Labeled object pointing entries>
=======
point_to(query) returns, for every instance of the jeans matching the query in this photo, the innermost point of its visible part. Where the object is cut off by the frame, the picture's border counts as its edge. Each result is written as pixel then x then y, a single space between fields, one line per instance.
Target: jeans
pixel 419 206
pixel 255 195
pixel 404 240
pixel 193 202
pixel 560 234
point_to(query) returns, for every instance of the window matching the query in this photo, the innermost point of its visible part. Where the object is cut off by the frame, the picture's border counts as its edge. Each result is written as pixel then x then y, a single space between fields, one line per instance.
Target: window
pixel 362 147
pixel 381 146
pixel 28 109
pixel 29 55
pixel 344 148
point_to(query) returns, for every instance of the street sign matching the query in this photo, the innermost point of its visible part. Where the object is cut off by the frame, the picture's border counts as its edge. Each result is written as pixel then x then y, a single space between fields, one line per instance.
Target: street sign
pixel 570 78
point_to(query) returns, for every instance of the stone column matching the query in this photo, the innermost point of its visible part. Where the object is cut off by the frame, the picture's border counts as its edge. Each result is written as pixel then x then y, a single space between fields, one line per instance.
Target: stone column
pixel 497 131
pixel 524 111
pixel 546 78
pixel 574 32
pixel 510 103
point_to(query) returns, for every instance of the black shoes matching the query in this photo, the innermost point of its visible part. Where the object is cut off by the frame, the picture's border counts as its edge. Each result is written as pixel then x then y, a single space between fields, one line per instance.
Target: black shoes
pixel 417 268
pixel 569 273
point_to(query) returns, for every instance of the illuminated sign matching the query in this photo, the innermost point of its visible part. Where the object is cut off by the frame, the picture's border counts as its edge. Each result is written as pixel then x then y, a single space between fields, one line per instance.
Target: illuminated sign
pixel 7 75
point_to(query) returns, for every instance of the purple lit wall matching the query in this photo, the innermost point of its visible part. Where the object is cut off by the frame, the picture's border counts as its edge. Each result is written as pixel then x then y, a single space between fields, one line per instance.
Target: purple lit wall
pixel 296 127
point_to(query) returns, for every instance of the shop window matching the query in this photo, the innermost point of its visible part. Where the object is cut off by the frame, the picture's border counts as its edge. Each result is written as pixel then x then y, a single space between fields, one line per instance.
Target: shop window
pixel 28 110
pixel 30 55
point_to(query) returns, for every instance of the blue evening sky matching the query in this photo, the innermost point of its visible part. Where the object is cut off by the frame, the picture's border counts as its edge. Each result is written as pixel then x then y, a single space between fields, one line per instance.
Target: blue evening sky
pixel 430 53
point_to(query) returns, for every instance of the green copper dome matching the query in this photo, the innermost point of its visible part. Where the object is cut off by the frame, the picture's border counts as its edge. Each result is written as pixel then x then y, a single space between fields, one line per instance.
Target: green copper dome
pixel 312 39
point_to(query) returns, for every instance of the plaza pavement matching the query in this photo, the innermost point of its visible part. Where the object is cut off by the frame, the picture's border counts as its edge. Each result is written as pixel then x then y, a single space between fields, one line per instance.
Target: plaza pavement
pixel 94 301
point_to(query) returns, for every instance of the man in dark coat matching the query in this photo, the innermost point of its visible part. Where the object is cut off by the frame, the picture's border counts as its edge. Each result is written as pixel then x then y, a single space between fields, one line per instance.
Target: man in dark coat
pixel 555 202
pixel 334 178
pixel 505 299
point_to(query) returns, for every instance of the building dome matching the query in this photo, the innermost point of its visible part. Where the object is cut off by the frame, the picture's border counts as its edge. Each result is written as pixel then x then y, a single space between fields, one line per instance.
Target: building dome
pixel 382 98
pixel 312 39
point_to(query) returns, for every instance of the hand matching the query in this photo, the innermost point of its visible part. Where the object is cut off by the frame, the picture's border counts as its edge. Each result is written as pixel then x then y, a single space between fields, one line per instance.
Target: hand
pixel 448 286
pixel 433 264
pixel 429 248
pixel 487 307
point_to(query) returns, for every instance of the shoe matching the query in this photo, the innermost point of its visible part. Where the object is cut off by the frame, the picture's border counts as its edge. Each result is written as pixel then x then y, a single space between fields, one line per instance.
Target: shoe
=======
Reproduce all of the material above, swapping "innermost point" for "deepest interior point" wherever it occurs and changing nothing else.

TASK RESULT>
point_to(query) returns, for every instance of the jeans matching the query in this photo, the deepest interior point of its visible part. Where the object is cut off by the frame, the picture's border counts as its edge. Each result is written as pixel then x then y, a single space between fields, one line per instance.
Target: jeans
pixel 419 206
pixel 255 195
pixel 404 240
pixel 193 202
pixel 560 234
point_to(query) returns, for every instance of the window matching the query in this photo, the deepest interior point of its visible part. Where the object is cut off by the frame, the picture's border counts as its edge. Each result is written as pixel then x then y, a single space between fields, one line per instance.
Target: window
pixel 362 147
pixel 381 146
pixel 28 109
pixel 29 55
pixel 344 148
point_to(query) returns, for every instance of the street sign matching the query in this photo, the deepest interior point of its visible part. Where the object is cut off by the frame, the picture's border counts as its edge. Each result is written as pixel then x then y, a single space between fields, one line per instance.
Target: street sign
pixel 570 78
point_to(query) returns, for every instance of the stone column matching the query in this photo, the deepest interior point of its visible part. Where the object is cut off by the frame, the picture's border counts as its edge. Each result is written as pixel then x then y, a single space between fields, one line per instance.
Target: stone column
pixel 497 131
pixel 524 111
pixel 546 78
pixel 574 32
pixel 510 103
point_to(query) returns, for every instance of the black shoes matching the query in this photo, the deepest interior point of its visible part. Where the object is cut off by the frame, the picture's border counts as its edge. Each result is written as pixel then x then y, a single space between fields, one line per instance.
Target: black shoes
pixel 417 268
pixel 569 273
point_to(query) returns, for every instance of the illuminated sign matching the query in this photo, the deepest interior point of its visible part. Where the object is cut off by the frame, the picture's border counts as its edge. Each result is written as pixel then x then y, a single space between fields, one line per instance.
Target: illuminated sign
pixel 7 75
point_to(query) returns, for every instance of the purple lit wall matching the query in this photo, the deepest interior point of its visible part. Where the object is cut off by the frame, the picture's border counts as its edge. Each result is written as pixel then x then y, a single space between fields, one line per instance.
Target: purple lit wall
pixel 296 127
point_to(query) returns, for every instance of the shop window matching the query in this photo, the deepest interior point of its visible part. Where the object is cut off by the frame, the picture's border counts as its edge. Each result is written as pixel then x then y, a single space between fields, one line per instance.
Target: shop window
pixel 28 110
pixel 30 55
point_to(query) returns, for every instance of the blue evening sky matching the query in this photo, the deepest interior point of its visible part. Where the object is cut off by the frame, the picture's border counts as its edge. Each result is written as pixel then x then y, a single space between fields, one line per instance.
Target: blue evening sky
pixel 430 53
point_to(query) returns, for every instance of the green copper dome matching the query in this photo, the deepest interior point of its visible part. Where the object is cut off by the frame, the picture's border counts as its edge. Each result is written as pixel then x then y, a single space between fields, one line per instance.
Target: green copper dome
pixel 312 39
point_to(query) returns, for every instance of the plaza pavement matching the query in this photo, the deepest interior point of its visible part. Where the object is cut off by the frame, the picture's border counts as its edge. Each result is written as pixel then x then y, a single space between fields, one line per instance.
Target: plaza pavement
pixel 94 301
point_to(query) returns, for every instance of the man in dark coat matching the query in this photo, the deepest interior point of its visible part. Where the object is cut off by the frame, the picture's border counts as its edge. Each result is written as pixel then x then y, a single space between fields, one line per instance.
Target: man in dark coat
pixel 555 202
pixel 334 178
pixel 505 299
point_to(query) returns, for every instance of the building dome matching the query in this photo, the deepest interior point of its visible part. Where the object is cut off by the frame, the picture's border counts as its edge. Each result is written as pixel then x then y, a single space between fields, one line per instance.
Target: building dome
pixel 382 98
pixel 312 39
point_to(query) returns, for every instance of the hand matching the query in this photo, the deepest interior point of its visible part. Where the object is cut off by the frame, the picture's border counts as its edge. Each result is written as pixel then x then y, a single space between fields, one line per instance.
Target: hand
pixel 448 286
pixel 433 264
pixel 429 248
pixel 487 307
point_to(query) returns, for every instance of the shoe matching the query in this photo, the deepest interior point of its visible part. Where the object is cut off by the frame, the picture's border counts as its edge. Each result is written as pixel then x then y, a single space between fields, one line per instance.
Target: shoe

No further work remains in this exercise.